### What is expected
Reproduce the part of the badger cull article that begins at the words "He said that" and ends after the words "entire land area.".

### Passage shown

▼▼▼

He said that the overall badger population is on the increase.

He added: "Farmers don’t want badgers killed off."

Badger Trust executive directorAdam Laidla, said: “Today Natural England has unleashed fresh horrors on badgers with the publication of seven more badger cull licences.

"Licences to kill badgers now cover almost 25% of England’s entire land area.

He added: "This Government sanctioned senseless slaughter of badgers has to end."

Berkshire, Buckinghamshire, and Oxfordshire Wildlife Trust mammal project manager Julia Lofthouse said: "As a trust, we are absolutely heartbroken by this news.

"Badgers are magnificent icons of the British countryside and the emblem of the Wildlife Trusts, and our Government has allowed thousands of them be needlessly slaughtered.

"We do sympathise with the plight of farmers and know the hardship that bovine TB causes, but culling badgers is not the answer.

"The Government has seen no definitive benefits from seven years of industry-led culling of badgers in England. The science tells us the main route of bovine TB transmission is between cattle – not from wildlife such as badgers.”

Berkshire, Buckinghamshire, and Oxfordshire Wildlife Trust chief executive Estelle Bailey called culling “outdated, ineffective and immoral” in an online statement on its website.

She said: “This Government has repeatedly said it will be guided by the science, yet it seems to be ignoring its own advice.”

Some of the zones in Berkshire and Hampshire include: Aldermaston gravel pits, Ashridge Wood, Averys Pightle, Bowdown and Chamberhouse, Boxford Chalk Pit, Brimpton Pit, Boxford Water Meadows, Briff Lane Meadows, Catmore and Winterly Copses, Cold Ash Quarry, Combe Wood and Linkenholt Hanging, Coombe Wood Frilsham , Croker's Hole, Easton Farm Meadow, Decoy Pit , Pools & Woods, Enborne Copse, Fognam Chalk Quarry, Freeman's Marsh, Greenham and Crookham Commons, Hampstead Marshall Pit, Hogs Hole, Hollies Down, Inkpen and Walbury Hills, Inkpen Comon, Inkpen Crocus Fields, Irish Hill Copse, Kennet and Lambourn Floodplain, Kennet Valley Alderwoods, Kings Copse, Lardon Chase, Old Copse, Beenham, Parkfarm Down, Pincent's Kiln, River Kennet , Redhill Wood, River Lambourne, Seven Barrows, Snelsmore Common, Streatley Warren, Sulham and Tidmarsh Woods and Meadows, Thatcham Reed Beds, Wasing Wood Ponds, Westfield Farm Chalk Bank, West Woodhay Down, West's Meadow, Aldermaston, White Shute, Winterbourne Chalk Pit, Woolhaption Reed Bed, Ashford Hill Woods and Meadow, Burghclere Beacon, Highclere Park, Ladle Hill, Old Burghclere Lime Quarry, Pamber Forest and Silchester Common, Ron Ward's Meadow with Tadley Pastures, West Woodhay Down, among others.

▲▲▲

### Information shown
▼▼▼

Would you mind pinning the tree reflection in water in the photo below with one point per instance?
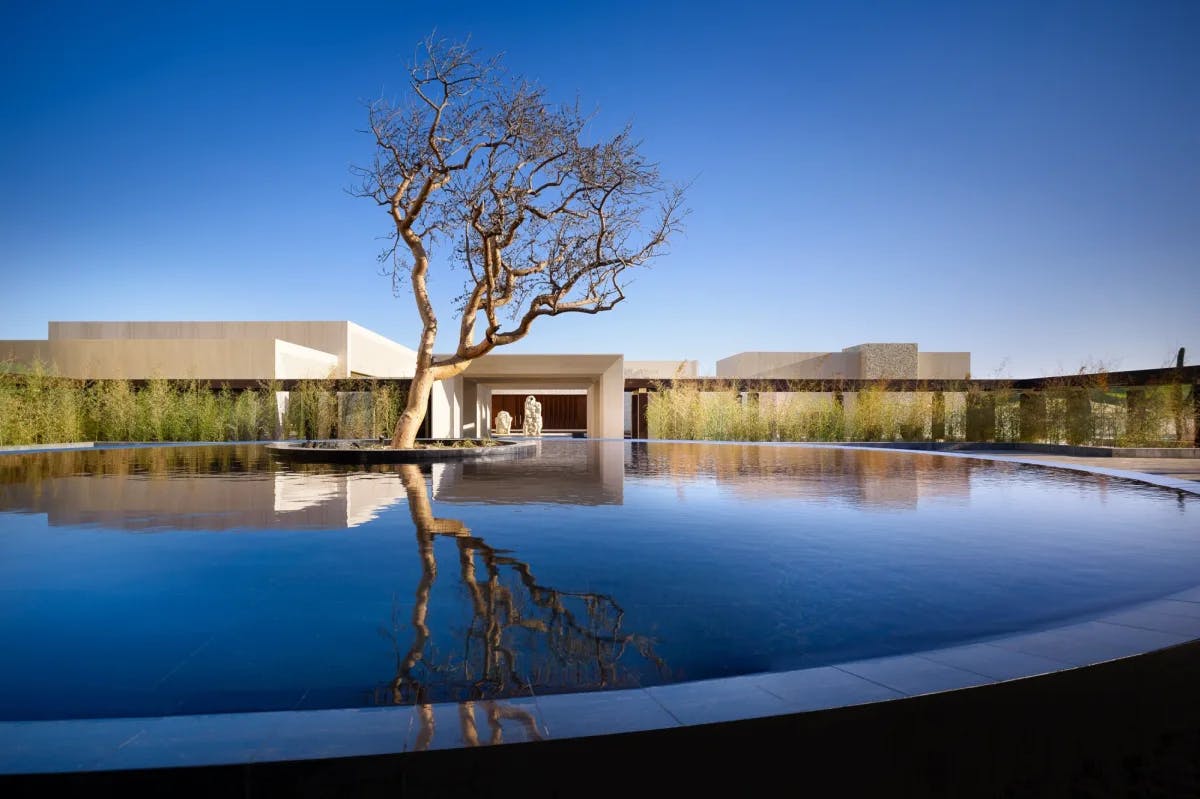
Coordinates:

▲▲▲

### Reply
He said that the overall badger population is on the increase.

He added: "Farmers don’t want badgers killed off."

Badger Trust executive directorAdam Laidla, said: “Today Natural England has unleashed fresh horrors on badgers with the publication of seven more badger cull licences.

"Licences to kill badgers now cover almost 25% of England’s entire land area.